- [TASK BRIEF]: For this exercise, reproduce the entries below exactly, but only from the line containing "Target: decorative cornice" through the line containing "Target: arched doorway", both included.

- [SUPPLIED MATERIAL]:

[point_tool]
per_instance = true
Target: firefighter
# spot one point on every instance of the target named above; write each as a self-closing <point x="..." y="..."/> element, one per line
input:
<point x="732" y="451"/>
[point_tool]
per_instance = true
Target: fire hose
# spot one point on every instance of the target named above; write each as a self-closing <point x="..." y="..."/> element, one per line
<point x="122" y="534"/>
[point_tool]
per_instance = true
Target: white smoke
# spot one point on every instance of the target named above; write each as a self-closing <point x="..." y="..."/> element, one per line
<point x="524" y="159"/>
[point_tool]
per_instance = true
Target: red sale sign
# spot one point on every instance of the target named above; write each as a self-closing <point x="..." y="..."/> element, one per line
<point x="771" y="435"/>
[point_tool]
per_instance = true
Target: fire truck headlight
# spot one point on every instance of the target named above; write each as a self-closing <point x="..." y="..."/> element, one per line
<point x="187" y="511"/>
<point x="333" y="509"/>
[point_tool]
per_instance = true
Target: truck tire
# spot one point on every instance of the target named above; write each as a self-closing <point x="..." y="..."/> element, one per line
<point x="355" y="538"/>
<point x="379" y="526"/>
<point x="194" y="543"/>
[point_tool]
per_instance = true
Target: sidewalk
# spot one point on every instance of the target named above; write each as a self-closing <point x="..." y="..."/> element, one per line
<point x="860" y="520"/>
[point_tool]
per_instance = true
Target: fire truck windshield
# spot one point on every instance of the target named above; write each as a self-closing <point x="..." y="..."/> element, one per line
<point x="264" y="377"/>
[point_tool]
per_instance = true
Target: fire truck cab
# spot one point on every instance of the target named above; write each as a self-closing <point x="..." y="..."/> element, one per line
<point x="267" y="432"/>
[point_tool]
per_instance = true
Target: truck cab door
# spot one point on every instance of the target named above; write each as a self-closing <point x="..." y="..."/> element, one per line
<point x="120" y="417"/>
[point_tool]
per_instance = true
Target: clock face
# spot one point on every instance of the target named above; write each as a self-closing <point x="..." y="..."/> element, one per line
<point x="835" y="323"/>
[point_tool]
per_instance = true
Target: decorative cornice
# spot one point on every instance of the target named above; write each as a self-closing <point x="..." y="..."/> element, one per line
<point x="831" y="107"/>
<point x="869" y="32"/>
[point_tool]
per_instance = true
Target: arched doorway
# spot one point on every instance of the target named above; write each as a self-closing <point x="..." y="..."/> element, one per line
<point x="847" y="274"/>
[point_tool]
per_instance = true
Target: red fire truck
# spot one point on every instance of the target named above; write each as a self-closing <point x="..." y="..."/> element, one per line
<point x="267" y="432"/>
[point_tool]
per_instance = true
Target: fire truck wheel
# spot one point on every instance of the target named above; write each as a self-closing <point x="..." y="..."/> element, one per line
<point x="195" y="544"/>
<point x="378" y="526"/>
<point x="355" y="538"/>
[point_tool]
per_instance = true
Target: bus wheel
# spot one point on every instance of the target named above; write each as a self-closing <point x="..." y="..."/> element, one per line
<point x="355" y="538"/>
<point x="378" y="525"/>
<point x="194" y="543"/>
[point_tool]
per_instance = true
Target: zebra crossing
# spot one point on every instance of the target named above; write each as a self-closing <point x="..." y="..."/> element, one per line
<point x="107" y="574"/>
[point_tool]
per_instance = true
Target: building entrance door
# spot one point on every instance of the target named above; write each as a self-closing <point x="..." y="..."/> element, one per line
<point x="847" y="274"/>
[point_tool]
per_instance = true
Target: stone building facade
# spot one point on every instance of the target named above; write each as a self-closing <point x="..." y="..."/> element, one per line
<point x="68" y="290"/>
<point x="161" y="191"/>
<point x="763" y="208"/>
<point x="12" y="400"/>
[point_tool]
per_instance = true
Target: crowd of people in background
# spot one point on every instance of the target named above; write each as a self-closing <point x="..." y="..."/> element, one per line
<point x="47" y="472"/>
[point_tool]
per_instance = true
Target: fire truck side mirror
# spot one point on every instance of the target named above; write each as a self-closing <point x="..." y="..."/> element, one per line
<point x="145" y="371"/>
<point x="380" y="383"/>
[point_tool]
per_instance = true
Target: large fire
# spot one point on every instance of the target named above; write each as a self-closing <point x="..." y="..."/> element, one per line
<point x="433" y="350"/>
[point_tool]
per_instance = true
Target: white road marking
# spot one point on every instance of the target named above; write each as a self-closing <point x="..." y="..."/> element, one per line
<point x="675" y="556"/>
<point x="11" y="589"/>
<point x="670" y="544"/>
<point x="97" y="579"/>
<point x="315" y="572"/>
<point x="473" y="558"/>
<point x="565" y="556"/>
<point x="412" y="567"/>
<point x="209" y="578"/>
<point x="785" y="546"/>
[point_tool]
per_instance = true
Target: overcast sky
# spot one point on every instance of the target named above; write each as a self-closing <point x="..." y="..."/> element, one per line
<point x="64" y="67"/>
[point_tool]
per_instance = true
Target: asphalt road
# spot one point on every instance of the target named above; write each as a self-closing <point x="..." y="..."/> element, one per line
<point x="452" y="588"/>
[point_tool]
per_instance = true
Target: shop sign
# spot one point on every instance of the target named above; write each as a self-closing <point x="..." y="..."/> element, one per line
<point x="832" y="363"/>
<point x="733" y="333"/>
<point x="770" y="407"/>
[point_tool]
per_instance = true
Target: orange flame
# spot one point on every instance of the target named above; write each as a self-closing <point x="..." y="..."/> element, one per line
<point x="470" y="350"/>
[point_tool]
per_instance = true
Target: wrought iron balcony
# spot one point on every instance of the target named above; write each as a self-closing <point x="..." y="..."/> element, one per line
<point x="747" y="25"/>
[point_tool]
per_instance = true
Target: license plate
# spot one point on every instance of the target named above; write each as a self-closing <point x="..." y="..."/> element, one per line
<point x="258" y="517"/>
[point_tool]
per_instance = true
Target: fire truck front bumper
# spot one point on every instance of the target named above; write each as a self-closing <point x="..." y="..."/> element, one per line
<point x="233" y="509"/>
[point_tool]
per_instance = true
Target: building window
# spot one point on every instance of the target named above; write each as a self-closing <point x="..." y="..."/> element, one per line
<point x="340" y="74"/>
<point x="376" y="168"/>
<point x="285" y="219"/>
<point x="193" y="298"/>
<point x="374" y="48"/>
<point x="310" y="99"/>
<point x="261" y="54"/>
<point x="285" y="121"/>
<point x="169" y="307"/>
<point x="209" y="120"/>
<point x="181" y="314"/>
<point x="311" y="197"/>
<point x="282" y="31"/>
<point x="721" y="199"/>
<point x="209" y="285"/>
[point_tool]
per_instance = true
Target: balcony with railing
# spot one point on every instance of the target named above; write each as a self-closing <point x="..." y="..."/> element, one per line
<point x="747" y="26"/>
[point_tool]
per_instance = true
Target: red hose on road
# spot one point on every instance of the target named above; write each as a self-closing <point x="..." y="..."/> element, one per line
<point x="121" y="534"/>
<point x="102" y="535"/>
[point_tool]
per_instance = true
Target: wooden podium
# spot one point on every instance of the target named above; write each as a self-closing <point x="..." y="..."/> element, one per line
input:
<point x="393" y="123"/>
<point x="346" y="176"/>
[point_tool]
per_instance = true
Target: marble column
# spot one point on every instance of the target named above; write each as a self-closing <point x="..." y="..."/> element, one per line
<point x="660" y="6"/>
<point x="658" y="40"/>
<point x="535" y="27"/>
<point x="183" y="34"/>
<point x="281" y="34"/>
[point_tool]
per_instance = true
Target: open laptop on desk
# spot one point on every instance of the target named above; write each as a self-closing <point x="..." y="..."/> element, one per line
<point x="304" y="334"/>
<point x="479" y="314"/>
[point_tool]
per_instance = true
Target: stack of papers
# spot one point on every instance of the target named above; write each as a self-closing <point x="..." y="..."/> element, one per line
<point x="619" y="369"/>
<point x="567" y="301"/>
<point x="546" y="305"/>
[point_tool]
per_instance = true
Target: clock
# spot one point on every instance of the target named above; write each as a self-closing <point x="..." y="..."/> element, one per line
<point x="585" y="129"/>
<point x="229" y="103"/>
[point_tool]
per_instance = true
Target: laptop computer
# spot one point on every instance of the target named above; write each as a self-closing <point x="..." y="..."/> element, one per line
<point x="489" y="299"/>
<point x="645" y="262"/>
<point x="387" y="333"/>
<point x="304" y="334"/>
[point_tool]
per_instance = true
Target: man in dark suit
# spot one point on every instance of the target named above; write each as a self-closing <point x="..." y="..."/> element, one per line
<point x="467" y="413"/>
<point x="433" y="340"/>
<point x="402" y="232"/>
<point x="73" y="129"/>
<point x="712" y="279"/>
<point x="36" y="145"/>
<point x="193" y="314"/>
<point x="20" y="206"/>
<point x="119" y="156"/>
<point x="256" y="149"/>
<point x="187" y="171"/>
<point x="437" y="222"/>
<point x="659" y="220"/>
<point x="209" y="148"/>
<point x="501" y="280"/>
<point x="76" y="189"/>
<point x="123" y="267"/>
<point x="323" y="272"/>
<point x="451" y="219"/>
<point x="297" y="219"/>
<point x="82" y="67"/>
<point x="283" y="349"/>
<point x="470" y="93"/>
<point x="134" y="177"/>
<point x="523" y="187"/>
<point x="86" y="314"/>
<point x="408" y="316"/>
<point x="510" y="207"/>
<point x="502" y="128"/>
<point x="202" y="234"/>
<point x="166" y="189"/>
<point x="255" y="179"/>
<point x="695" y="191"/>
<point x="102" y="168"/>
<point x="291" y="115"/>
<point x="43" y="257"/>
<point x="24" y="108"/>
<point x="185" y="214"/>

- [EXERCISE RESPONSE]:
Target: decorative cornice
# spot one point on every instance of the target named above; write each as a self-closing <point x="..." y="..."/> element, one per line
<point x="831" y="107"/>
<point x="869" y="32"/>
[point_tool]
per_instance = true
Target: arched doorway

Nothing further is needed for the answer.